**Short task A**.
Edit the memoir passage about Nicholas II, reproducing it starting at "This first public" and ending at "on the matter.", with "thunderbolt" replaced by "bombshell".
**Short task B**.
According to the memoir passage about Nicholas II, who sent a letter asking that the Tsar be told about the Russian Fleet appearing near Constantinople?
**Short task C**.
Continue the memoir passage about Nicholas II from the point at which it stops.

**Passage provided**.
■ ■ ■ ■

Half an hour later, on the way down, the Tsar was at my side on a narrow footpath. Turning to me, he said, with a little smile of resignation:

'No, it is impossible. Besides, once we had set the capital on the flanks of these mountains, I should certainly have ceased to love them. Castles in Spain!'

Then, after a few moments' silence, he burst out laughing.

'As for your Peter the Great! If he had conceived any such plan, he would have carried it out regardless of all the political and financial difficulties. He would never have asked himself whether Russia could benefit from his pet idea!'

That was the last time we touched on the subject of the 'Reformer Tsar'.

His antipathy for that great creator of modern Russia was in keeping, in any case, with the character and mentality of Nicholas II. It will be remembered how, at the very outset of his reign, the young Tsar received a deputation from one of the provinces of Russia, and gave them a rebuff that resounded from end to end of the country. These delegates were sincerely imbued with liberal ideas, and were all sincere constitutionalists. The Tsar made a short speech in reply to their representations. It was as brusque in tone as a command, and ended with this unhappily famous phrase:

'You must give up all these foolish dreams!'

This first public speech of the young Tsar's came as a thunderbolt to the intelligentsia, who had hoped for a moment that Nicholas II would return to the path of liberal reform on which his grandfather Alexander II had entered with such success, and from which his father, Alexander III, had at once turned back.


My only other political conversation with Nicholas II had reference to Bulgaria. It was in 1912.

The war with Turkey was approaching its end; the Bulgarian army was exhausted after a series of superhuman efforts.

General Radko Dimitriev had sent me a letter asking me to inform the Tsar that the appearance of the Russian Fleet in the neighbourhood of Constantinople would be likely to modify the situation to the advantage of the Bulgarians. I determined to speak to the Tsar on the matter.

■ ■ ■ ■

**Source material**.
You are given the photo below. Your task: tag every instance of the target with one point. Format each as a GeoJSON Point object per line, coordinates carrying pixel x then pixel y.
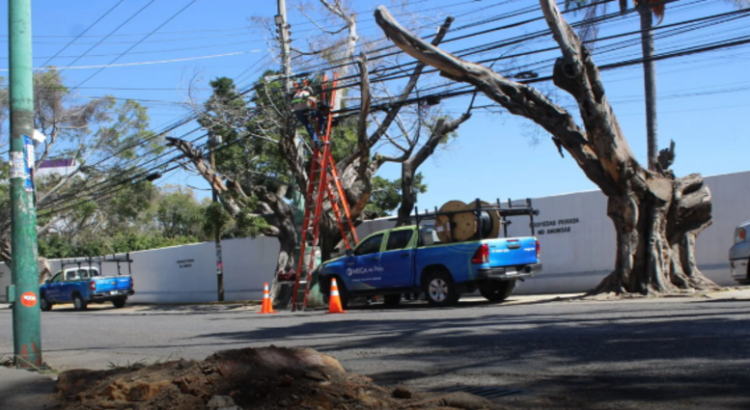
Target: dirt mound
{"type": "Point", "coordinates": [266, 379]}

■ ■ ■ ■

**Exercise output A**.
This first public speech of the young Tsar's came as a bombshell to the intelligentsia, who had hoped for a moment that Nicholas II would return to the path of liberal reform on which his grandfather Alexander II had entered with such success, and from which his father, Alexander III, had at once turned back.


My only other political conversation with Nicholas II had reference to Bulgaria. It was in 1912.

The war with Turkey was approaching its end; the Bulgarian army was exhausted after a series of superhuman efforts.

General Radko Dimitriev had sent me a letter asking me to inform the Tsar that the appearance of the Russian Fleet in the neighbourhood of Constantinople would be likely to modify the situation to the advantage of the Bulgarians. I determined to speak to the Tsar on the matter.

**Exercise output B**.
General Radko Dimitriev.

**Exercise output C**.
After some remarks on the general political situation he replied, in substance:

'I am sorry for Bulgaria. But I cannot sacrifice Russian soldiers to enable her to cover herself with laurels.' Then, after a moment's thought, he added:

'It would be best for you to send no answer at all to Dimitriev. I do not want to drive him to despair... I am whole-heartedly on the side of the Bulgarians; I admire their brave little army... But the slightest intervention on my part might provoke a European war. It is impossible to be too prudent in these questions.' He took up the reins of his charger, which went on at a quicker trot. We continued on our way in silence. Then the Tsar repeated:

'A pity! There is nothing I can do for your Bulgarians.'

And he changed the subject.


Like his father, Nicholas II was keenly interested in all that was characteristically Russian. I recall his words to Mme Plevitskaya, a singer well known and appreciated for her singing of peasant songs. After a concert at Livadia he said to her:

'I thought it would be impossible for anybody to be more Russian than I am. Your singing proved to me that it is not. I thank you with all my heart for that revelation.'

The Tsar had a perfect knowledge of Russian. Our language is exceptionally rich in terms denoting the degrees of family relationship; it has special names for every category of relationship by birth and through marriage, not excepting the most distant, and with particularly subtle shades of distinction. One day the Tsar had a list of the terms used by the peasants brought to him. It was clear to us at once that he was thoroughly acquainted with all of them, however quaint or obsolete. None of us was able to answer the 'posers' that he set us in this improvised examination-to the great joy of the children present.

'The Russian language,' said the Tsar, after abundantly demonstrating our ignorance, 'is of such wealth that it is possible to give Russian equivalents for every expression in any foreign language; no word of non-Slav origin should be allowed to disfigure our speech.'

I remarked to His Majesty that I had made it an invariable rule that reports submitted to the Sovereign should contain no expression of foreign origin.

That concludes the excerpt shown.